● **TASK**
Go through the material line by line and tally those containing the string "facade". Only the tally is wanted.

((

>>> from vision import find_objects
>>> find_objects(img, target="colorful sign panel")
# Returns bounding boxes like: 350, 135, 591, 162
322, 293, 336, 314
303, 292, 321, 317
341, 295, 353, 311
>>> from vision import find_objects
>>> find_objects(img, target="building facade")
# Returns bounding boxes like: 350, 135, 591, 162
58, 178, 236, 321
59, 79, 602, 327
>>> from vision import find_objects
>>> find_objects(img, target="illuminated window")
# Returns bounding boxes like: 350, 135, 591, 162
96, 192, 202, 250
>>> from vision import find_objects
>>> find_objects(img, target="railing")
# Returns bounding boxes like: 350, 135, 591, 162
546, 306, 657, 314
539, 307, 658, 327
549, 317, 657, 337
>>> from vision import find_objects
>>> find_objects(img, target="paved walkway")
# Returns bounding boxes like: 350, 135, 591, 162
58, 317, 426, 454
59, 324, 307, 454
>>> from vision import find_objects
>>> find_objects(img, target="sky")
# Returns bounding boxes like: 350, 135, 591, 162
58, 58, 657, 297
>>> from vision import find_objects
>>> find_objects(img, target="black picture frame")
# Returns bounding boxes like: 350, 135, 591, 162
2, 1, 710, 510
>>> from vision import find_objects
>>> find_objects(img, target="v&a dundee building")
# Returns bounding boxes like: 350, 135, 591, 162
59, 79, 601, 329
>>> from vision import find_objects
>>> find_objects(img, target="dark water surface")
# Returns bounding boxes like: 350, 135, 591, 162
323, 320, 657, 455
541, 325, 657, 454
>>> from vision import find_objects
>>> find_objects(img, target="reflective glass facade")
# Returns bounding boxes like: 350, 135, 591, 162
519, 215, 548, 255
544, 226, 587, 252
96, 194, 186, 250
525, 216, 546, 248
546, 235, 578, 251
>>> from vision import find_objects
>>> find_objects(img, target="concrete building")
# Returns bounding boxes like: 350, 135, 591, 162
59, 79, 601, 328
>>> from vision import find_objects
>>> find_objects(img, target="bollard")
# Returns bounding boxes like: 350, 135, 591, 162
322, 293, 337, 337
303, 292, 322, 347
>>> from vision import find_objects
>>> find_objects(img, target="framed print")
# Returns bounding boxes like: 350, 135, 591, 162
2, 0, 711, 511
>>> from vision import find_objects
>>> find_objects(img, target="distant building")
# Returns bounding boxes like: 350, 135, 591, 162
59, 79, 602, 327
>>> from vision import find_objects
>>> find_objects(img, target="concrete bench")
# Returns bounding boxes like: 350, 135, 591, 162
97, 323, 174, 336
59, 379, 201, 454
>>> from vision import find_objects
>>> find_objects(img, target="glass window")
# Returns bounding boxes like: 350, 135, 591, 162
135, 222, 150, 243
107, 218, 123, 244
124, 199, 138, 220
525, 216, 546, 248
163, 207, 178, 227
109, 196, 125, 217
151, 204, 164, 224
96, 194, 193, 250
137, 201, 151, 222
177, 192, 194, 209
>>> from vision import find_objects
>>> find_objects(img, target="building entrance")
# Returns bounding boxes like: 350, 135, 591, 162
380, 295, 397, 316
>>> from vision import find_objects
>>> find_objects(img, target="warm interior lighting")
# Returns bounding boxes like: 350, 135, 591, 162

))

● **RESPONSE BELOW**
2